* begin Records shown *

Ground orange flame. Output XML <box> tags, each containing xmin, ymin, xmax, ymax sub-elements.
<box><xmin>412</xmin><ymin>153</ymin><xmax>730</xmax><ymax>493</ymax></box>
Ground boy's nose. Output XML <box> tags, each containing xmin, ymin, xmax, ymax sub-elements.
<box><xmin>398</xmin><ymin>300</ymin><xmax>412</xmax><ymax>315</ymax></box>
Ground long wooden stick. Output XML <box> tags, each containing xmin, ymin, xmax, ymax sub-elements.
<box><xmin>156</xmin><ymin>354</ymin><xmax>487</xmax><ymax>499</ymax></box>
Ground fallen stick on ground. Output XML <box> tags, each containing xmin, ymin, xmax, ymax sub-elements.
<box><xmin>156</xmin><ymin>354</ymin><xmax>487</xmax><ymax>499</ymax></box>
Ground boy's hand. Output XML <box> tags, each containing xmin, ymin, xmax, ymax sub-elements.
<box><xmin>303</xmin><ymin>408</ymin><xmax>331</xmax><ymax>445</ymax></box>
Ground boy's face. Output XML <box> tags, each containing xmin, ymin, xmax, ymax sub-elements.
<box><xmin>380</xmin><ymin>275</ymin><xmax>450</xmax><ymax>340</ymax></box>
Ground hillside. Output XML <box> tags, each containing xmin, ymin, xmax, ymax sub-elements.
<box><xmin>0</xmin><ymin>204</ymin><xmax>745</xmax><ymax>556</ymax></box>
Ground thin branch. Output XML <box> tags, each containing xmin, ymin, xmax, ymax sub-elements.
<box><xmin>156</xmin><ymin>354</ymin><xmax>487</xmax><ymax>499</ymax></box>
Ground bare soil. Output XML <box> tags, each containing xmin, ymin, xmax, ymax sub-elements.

* end Records shown *

- Written request: Reproduce every row above verbatim, in the same order and with the same line breaks.

- Correct response:
Ground orange flame. Output XML <box> tags, each containing xmin, ymin, xmax, ymax sub-elements.
<box><xmin>412</xmin><ymin>153</ymin><xmax>730</xmax><ymax>493</ymax></box>
Ground boy's nose. Output XML <box> tags, each containing xmin, ymin, xmax, ymax sub-elements.
<box><xmin>398</xmin><ymin>300</ymin><xmax>412</xmax><ymax>315</ymax></box>
Ground long wooden stick. Output XML <box> tags, each containing xmin, ymin, xmax, ymax sub-elements.
<box><xmin>156</xmin><ymin>354</ymin><xmax>487</xmax><ymax>499</ymax></box>
Ground fallen stick on ground. Output XML <box> tags, each containing xmin, ymin, xmax, ymax sub-elements.
<box><xmin>156</xmin><ymin>354</ymin><xmax>487</xmax><ymax>499</ymax></box>
Ground boy's hand. Output XML <box> tags, each containing xmin, ymin, xmax, ymax sub-elements.
<box><xmin>303</xmin><ymin>408</ymin><xmax>331</xmax><ymax>445</ymax></box>
Ground boy's face. Output XML <box> tags, each containing xmin, ymin, xmax, ymax sub-elements.
<box><xmin>380</xmin><ymin>275</ymin><xmax>450</xmax><ymax>340</ymax></box>
Ground hillside. Output XML <box> tags, each containing xmin, ymin, xmax, ymax sub-elements.
<box><xmin>0</xmin><ymin>204</ymin><xmax>745</xmax><ymax>556</ymax></box>
Ground thin branch. Output XML <box> tags, each containing xmin, ymin, xmax, ymax sub-elements.
<box><xmin>156</xmin><ymin>354</ymin><xmax>487</xmax><ymax>499</ymax></box>
Ground bare soil. Output XML <box> tags, each containing xmin, ymin, xmax, ymax sub-elements.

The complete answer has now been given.